> [Passage provided]
* BEGIN *

Yang's explanation drew spirited applause from many in the mostly Chinese audience -- made up of several hundred Internet executives and investors, who represent some of the better-educated and wealthier people in the country.

Yahoo's role in the imprisonment of a journalist is the latest in a string of controversies surrounding the activities of global technology companies in China and their assistance to the state security apparatus. Many of the foreign technology powers that market themselves as forces for the free flow of information in other countries have made accommodations with an often repressive Communist Party government as they pursue business opportunities in a land of seemingly limitless potential.

Google, the popular Web search site, has been accused by Internet monitors based in the United States and Europe of preventing Internet users in China from accessing sites Chinese authorities deem sensitive, such as those carrying reports about Tibet, Taiwan and the banned religious sect Falun Gong. Cisco Systems has sold China much of the equipment authorities use to block access to such sites, though the company maintains that China's use of the gear is beyond its purview. Three years ago, Yahoo drew fire for reportedly signing a pledge in which it agreed to abide by all Chinese censorship laws -- an implicit promise to bar access to Web sites deemed off- limits.

The Shi Tao case has become particularly high-profile because it involves the imprisonment of a Chinese journalist at a time when the government is cracking down on domestic media that report on topics seen as challenging the state's authority.

* END *

> [Material for this task]
* BEGIN *

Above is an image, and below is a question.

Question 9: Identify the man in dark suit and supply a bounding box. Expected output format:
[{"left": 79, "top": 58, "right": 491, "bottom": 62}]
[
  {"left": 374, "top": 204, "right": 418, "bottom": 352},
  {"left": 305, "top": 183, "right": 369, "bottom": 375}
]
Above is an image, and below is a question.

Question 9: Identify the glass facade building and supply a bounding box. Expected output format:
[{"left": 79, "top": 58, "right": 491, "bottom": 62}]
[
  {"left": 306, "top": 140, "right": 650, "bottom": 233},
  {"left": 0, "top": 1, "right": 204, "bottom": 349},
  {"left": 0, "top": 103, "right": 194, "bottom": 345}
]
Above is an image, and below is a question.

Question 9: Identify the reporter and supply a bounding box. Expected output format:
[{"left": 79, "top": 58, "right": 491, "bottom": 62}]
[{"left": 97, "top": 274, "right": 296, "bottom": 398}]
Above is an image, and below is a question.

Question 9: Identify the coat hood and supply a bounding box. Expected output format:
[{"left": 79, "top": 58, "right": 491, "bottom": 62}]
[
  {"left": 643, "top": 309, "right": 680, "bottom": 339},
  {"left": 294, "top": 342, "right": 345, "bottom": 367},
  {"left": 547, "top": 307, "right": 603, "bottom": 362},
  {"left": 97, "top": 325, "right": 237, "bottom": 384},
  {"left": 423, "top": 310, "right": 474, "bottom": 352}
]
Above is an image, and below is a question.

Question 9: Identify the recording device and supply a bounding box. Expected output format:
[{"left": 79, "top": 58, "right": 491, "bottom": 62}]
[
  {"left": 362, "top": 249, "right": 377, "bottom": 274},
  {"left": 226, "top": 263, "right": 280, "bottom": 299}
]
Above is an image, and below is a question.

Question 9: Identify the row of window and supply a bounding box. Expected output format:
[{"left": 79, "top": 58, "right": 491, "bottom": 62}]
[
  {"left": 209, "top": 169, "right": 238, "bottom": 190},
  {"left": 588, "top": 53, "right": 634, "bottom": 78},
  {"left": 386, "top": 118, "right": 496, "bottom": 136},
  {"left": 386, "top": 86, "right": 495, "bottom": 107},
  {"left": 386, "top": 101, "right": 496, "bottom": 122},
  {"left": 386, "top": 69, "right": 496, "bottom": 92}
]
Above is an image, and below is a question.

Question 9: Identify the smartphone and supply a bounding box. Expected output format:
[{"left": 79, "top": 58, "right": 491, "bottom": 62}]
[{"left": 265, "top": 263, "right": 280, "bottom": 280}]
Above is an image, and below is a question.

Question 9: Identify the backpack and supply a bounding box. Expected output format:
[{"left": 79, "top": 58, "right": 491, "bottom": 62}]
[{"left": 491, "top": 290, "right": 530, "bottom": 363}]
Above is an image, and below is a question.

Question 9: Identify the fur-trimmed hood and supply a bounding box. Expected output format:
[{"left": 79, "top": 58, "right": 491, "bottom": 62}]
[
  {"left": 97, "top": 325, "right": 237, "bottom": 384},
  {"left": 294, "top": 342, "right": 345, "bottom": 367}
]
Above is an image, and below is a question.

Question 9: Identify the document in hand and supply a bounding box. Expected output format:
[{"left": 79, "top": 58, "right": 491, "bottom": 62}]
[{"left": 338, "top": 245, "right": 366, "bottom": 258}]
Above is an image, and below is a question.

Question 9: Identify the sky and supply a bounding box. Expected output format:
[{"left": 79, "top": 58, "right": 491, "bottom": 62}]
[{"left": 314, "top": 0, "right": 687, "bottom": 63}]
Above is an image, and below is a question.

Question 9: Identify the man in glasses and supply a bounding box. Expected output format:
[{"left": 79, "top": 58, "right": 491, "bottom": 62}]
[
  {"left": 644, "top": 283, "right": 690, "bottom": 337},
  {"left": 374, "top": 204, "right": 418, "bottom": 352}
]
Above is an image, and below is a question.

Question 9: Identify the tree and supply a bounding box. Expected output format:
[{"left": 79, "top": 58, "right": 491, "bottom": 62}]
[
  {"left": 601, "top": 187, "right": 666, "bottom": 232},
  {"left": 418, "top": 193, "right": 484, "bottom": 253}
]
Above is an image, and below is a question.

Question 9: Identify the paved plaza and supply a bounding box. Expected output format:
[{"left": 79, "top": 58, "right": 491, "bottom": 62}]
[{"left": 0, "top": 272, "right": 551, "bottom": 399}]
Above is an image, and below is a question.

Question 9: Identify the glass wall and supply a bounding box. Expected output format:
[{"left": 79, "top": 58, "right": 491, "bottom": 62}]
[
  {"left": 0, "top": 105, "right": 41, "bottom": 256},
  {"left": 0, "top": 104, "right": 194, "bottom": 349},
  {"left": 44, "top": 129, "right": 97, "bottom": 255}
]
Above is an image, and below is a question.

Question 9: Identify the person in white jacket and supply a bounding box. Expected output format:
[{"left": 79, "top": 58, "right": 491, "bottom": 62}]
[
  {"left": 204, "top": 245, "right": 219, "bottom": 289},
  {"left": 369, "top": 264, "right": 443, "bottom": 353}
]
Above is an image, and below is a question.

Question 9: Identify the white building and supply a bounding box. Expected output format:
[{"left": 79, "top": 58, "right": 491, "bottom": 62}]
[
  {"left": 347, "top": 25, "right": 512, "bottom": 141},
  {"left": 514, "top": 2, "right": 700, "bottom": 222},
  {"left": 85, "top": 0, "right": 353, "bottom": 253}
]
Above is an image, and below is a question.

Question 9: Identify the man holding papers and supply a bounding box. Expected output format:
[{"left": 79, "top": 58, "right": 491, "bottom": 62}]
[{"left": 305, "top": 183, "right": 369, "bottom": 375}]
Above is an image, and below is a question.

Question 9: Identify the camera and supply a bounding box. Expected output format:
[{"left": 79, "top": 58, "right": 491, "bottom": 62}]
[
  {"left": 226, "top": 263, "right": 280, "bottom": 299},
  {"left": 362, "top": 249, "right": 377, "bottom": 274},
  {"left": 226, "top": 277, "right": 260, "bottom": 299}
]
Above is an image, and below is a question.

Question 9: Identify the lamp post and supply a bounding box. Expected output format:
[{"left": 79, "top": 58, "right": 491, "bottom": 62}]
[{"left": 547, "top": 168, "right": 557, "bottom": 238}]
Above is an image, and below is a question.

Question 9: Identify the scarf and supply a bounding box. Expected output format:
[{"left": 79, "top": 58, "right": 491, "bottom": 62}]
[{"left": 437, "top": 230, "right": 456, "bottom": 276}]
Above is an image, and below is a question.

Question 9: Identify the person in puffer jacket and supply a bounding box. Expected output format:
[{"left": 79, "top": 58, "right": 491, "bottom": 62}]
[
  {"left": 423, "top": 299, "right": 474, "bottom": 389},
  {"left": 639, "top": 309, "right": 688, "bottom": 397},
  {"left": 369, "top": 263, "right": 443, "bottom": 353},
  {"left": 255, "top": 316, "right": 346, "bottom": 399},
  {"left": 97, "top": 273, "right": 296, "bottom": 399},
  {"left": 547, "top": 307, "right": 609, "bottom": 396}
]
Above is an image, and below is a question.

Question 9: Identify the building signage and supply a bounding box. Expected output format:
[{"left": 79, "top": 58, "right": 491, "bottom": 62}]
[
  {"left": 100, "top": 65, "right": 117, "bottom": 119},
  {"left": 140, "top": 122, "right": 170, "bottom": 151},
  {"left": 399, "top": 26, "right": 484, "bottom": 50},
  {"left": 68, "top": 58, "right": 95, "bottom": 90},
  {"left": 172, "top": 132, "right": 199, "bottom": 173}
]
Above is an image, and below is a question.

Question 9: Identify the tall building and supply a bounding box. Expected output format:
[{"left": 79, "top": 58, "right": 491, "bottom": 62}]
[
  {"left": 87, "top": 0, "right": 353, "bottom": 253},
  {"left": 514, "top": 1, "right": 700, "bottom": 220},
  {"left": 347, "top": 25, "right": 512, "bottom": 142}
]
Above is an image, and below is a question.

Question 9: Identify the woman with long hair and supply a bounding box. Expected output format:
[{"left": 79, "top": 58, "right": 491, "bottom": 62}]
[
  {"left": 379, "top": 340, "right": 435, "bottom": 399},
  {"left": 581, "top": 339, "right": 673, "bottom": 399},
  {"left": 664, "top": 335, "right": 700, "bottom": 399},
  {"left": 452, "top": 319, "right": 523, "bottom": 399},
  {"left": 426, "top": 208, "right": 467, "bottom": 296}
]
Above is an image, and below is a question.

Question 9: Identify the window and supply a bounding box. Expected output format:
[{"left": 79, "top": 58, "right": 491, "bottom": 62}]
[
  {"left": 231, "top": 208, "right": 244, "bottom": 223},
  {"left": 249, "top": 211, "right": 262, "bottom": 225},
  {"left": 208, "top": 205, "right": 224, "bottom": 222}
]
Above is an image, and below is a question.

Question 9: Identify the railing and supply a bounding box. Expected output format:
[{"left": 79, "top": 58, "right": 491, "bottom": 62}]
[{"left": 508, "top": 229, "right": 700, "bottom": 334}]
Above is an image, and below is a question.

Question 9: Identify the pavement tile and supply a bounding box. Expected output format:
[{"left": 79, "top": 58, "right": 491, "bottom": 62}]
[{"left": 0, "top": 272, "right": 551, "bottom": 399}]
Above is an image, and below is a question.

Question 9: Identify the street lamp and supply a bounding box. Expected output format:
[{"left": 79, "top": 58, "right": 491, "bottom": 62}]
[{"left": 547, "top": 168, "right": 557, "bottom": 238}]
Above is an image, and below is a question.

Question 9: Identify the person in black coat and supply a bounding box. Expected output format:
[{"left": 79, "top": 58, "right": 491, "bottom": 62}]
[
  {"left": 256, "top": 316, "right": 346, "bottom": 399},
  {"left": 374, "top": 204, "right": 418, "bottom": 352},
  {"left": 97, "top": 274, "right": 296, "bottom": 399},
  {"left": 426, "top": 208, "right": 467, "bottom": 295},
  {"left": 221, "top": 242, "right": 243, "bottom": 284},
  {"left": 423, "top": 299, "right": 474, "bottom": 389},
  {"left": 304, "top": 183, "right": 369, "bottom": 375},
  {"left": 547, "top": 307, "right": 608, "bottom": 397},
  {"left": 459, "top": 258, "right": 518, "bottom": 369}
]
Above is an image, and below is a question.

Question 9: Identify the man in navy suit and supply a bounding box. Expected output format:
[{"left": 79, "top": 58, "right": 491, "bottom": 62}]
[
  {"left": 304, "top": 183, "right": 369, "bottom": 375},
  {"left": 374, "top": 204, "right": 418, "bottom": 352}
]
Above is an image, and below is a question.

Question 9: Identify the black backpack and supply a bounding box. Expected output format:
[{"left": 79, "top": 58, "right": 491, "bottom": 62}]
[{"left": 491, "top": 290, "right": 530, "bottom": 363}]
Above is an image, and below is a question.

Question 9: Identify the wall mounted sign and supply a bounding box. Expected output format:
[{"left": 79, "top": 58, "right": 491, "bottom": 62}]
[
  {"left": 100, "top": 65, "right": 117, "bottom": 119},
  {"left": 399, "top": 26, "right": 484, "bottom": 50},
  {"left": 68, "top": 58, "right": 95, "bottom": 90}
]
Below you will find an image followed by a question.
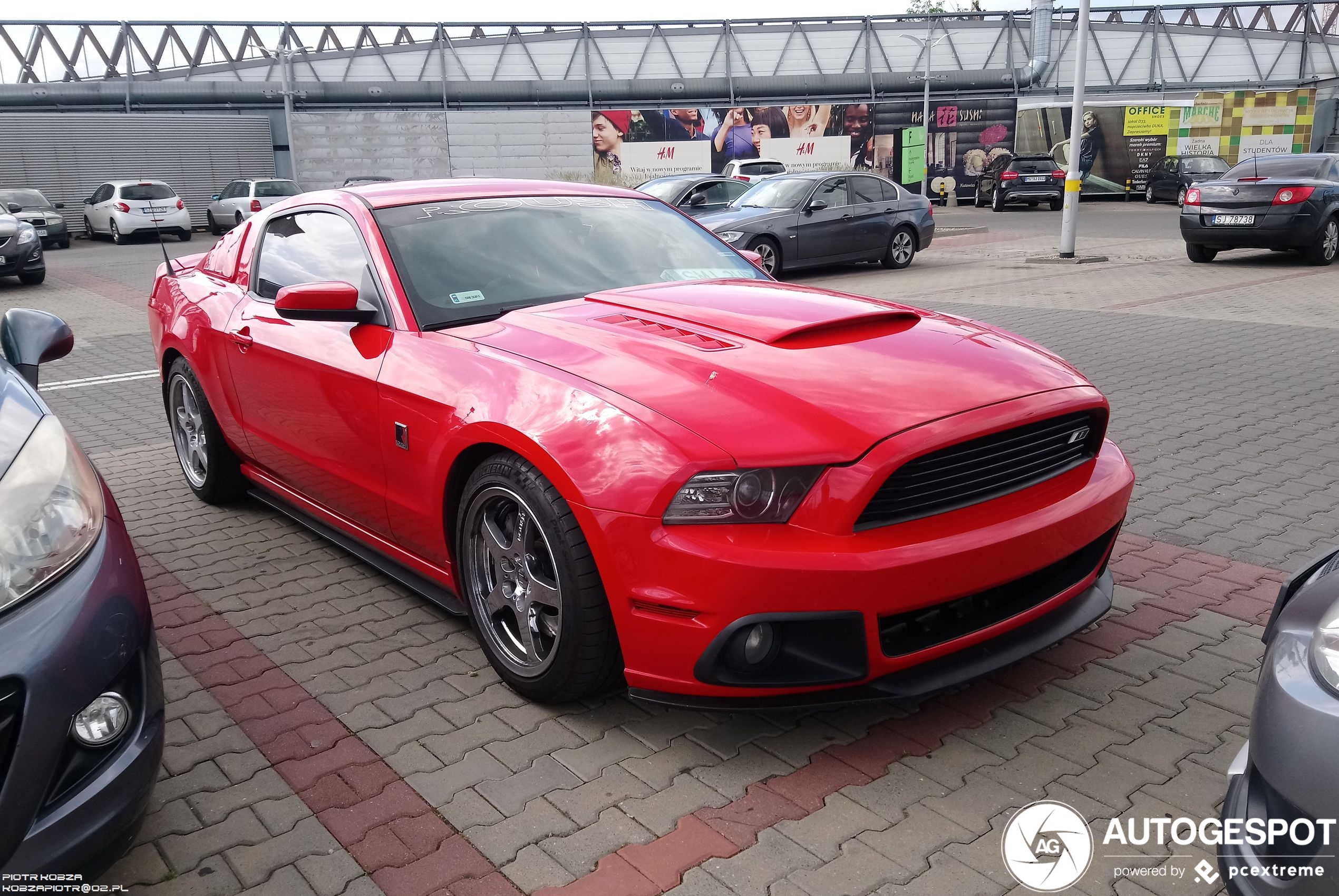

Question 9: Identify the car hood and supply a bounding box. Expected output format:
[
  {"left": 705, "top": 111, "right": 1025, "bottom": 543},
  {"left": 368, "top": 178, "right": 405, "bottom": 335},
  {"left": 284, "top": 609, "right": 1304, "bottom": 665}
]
[
  {"left": 457, "top": 280, "right": 1089, "bottom": 465},
  {"left": 697, "top": 209, "right": 798, "bottom": 232}
]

* END *

> [Problem 1]
According to the passage on tech firms in China, which company sold China much of the equipment used to block access to sensitive sites?
> [Problem 2]
Please find every line in the rows that contains the word "suit".

> [Result 1]
Cisco Systems

> [Result 2]
Question 9: Identify the man in dark suit and supply a bounding box. Expected output format:
Question 9: Identify the man in navy suit and supply a bounding box. Expected output format:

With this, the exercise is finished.